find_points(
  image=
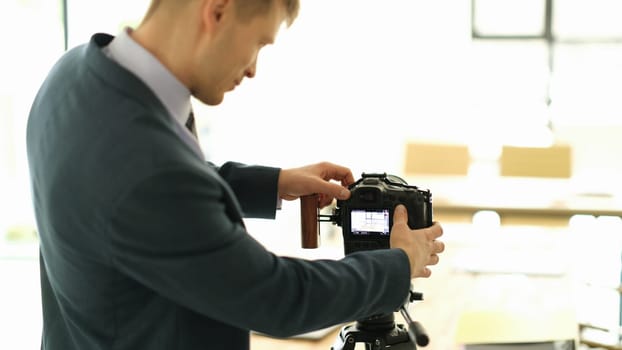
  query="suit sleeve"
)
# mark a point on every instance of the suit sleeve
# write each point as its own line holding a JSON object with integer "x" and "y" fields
{"x": 173, "y": 234}
{"x": 255, "y": 187}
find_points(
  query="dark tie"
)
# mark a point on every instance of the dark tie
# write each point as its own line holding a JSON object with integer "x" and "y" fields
{"x": 191, "y": 125}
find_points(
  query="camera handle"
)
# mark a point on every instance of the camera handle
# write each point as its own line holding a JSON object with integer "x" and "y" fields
{"x": 379, "y": 332}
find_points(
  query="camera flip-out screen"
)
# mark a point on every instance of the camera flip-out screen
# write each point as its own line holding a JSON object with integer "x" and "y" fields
{"x": 370, "y": 222}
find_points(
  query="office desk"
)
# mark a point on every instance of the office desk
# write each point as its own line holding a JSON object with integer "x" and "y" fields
{"x": 531, "y": 306}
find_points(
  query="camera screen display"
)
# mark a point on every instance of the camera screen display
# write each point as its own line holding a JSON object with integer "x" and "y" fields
{"x": 370, "y": 222}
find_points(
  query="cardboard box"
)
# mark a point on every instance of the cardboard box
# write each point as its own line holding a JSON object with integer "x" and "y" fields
{"x": 551, "y": 162}
{"x": 436, "y": 159}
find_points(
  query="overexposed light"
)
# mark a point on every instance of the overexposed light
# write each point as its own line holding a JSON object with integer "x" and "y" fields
{"x": 579, "y": 222}
{"x": 487, "y": 219}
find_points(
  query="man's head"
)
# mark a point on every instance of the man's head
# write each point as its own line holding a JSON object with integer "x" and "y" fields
{"x": 211, "y": 45}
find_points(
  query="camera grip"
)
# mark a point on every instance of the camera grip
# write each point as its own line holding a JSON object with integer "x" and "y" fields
{"x": 309, "y": 211}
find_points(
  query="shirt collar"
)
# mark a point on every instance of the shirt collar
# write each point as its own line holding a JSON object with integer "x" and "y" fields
{"x": 132, "y": 56}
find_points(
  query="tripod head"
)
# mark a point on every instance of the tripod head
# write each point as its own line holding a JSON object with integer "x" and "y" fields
{"x": 378, "y": 331}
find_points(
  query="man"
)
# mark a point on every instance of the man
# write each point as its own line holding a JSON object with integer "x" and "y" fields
{"x": 143, "y": 244}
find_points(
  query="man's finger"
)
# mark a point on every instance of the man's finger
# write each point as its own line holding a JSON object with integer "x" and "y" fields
{"x": 400, "y": 215}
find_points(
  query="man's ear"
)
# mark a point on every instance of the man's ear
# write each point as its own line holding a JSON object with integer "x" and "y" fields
{"x": 214, "y": 11}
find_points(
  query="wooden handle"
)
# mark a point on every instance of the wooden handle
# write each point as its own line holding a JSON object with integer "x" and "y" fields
{"x": 308, "y": 221}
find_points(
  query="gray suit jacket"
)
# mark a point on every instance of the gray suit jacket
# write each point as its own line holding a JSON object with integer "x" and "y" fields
{"x": 142, "y": 243}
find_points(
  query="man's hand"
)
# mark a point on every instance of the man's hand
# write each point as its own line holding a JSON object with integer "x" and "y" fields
{"x": 420, "y": 245}
{"x": 316, "y": 179}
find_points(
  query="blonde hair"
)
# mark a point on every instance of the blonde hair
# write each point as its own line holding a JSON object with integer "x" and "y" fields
{"x": 246, "y": 9}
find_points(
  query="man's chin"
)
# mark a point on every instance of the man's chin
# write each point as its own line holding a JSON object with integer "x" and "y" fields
{"x": 213, "y": 100}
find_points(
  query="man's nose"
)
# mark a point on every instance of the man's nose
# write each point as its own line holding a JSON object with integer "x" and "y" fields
{"x": 251, "y": 70}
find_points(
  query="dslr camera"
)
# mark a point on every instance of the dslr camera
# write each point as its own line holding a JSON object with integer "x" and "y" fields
{"x": 366, "y": 217}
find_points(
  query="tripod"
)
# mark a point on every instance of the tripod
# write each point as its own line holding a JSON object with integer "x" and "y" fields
{"x": 380, "y": 332}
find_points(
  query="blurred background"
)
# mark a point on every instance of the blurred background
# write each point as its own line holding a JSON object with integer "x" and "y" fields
{"x": 509, "y": 111}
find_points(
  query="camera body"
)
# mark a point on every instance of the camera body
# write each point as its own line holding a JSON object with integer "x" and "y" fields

WRITTEN TASK - Copy each line of the records precisely and drop any images they hold.

OUTPUT FOR THIS EXERCISE -
find_points(
  image=
  query="suit sleeve"
)
# mark a point on every instance of the suit sleeve
# write each point as its own line holding a JSON object with integer "x" and "y" fields
{"x": 173, "y": 234}
{"x": 255, "y": 187}
find_points(
  query="dark tie"
)
# mark a point on every instance of the dark tie
# write each point as its own line holding a JSON object with integer "x" and "y" fields
{"x": 191, "y": 125}
find_points(
  query="camera handle"
)
# mark a point on every instance of the camera handle
# write each point as its own line holding a JSON object with integer "x" and "y" fields
{"x": 379, "y": 332}
find_points(
  query="camera flip-out screen"
)
# mark a point on every instance of the camera flip-out screen
# write each point as its own line holding a JSON object with integer "x" and "y" fields
{"x": 370, "y": 222}
find_points(
  query="office desk"
)
# mark a point on every instance of the office desk
# write each point as its own line holding a JSON object with integer "x" and "y" fields
{"x": 531, "y": 306}
find_points(
  query="camera screen display"
)
# mark a point on every instance of the camera screen display
# write each point as its own line holding a JSON object with integer "x" and "y" fields
{"x": 370, "y": 222}
find_points(
  query="cardboard box"
)
# mark a point on every instance of the cardboard box
# write each point as its own line holding a JSON object with integer "x" and "y" fields
{"x": 551, "y": 162}
{"x": 436, "y": 159}
find_points(
  query="overexposed light"
)
# mark a point on every instance of the overexposed light
# write each point as its own line holding a JSON object with integer "x" and "y" fields
{"x": 579, "y": 222}
{"x": 487, "y": 219}
find_points(
  query="man's head"
)
# mark a point on every instance of the man's head
# write each point as its own line holding a JSON object with integer "x" and "y" fields
{"x": 211, "y": 45}
find_points(
  query="camera grip"
)
# mark a point on every instance of the camera grip
# write each point as its own line holding a JSON object with integer "x" and "y" fields
{"x": 309, "y": 211}
find_points(
  query="shirt collar"
)
# mark a point on every instance of the shirt collar
# write each point as its own line holding a JSON object with integer "x" and "y" fields
{"x": 132, "y": 56}
find_points(
  query="tripod head"
)
# mark a point on every instance of the tripod head
# write each point as its own line holding a JSON object with integer "x" and "y" fields
{"x": 378, "y": 331}
find_points(
  query="man"
)
# mark a point on every instance of the man
# write each point as its own line holding a JSON object with integer "x" and "y" fields
{"x": 143, "y": 244}
find_points(
  query="man's finger"
)
# mark a point on every instance of the man's finger
# write each point as its own line holding a JSON object with integer "x" and "y" fields
{"x": 400, "y": 215}
find_points(
  query="man's ear"
)
# mark a point on every instance of the man's ear
# write each point as its own line holding a JSON object with integer "x" and "y" fields
{"x": 214, "y": 11}
find_points(
  query="wooden handle"
)
# mark a point on every instance of the wooden handle
# write each point as its own line holding a JSON object with integer "x" and "y" fields
{"x": 308, "y": 221}
find_points(
  query="gray suit jacket"
)
# mark a point on every instance of the gray suit jacket
# write each point as its own line holding a JSON object with integer "x" and "y" fields
{"x": 142, "y": 243}
find_points(
  query="man's hand"
)
# mark a point on every instance of the man's hand
# write each point as its own line holding a JSON object with integer "x" and "y" fields
{"x": 420, "y": 245}
{"x": 316, "y": 179}
find_points(
  query="blonde hair"
)
# mark a point on every instance of the blonde hair
# write each point as its own line holding a JSON object with integer "x" and "y" fields
{"x": 246, "y": 9}
find_points(
  query="man's chin"
)
# mark a point on every instance of the man's chin
# write each point as its own line holding a JSON object with integer "x" and "y" fields
{"x": 213, "y": 100}
find_points(
  query="man's nose"
)
# mark a point on every instance of the man's nose
# write each point as its own line holding a JSON object with integer "x" and "y" fields
{"x": 251, "y": 70}
find_points(
  query="dslr camera"
)
# mark a point on every instance of the dslr camera
# write each point as its own line holding a JSON object with integer "x" and "y" fields
{"x": 366, "y": 217}
find_points(
  query="tripod"
)
# mark a point on every instance of the tripod
# write each point as its own line holding a JSON object with integer "x" and "y" fields
{"x": 380, "y": 332}
find_points(
  query="blurred background"
)
# mark a point on every instance of the blurred background
# write each point as its own line holding a JSON object with integer "x" and "y" fields
{"x": 509, "y": 111}
find_points(
  query="camera body"
)
# mark a point on every instance of the camera body
# write each point as its own line holding a JSON object with integer "x" and "y" fields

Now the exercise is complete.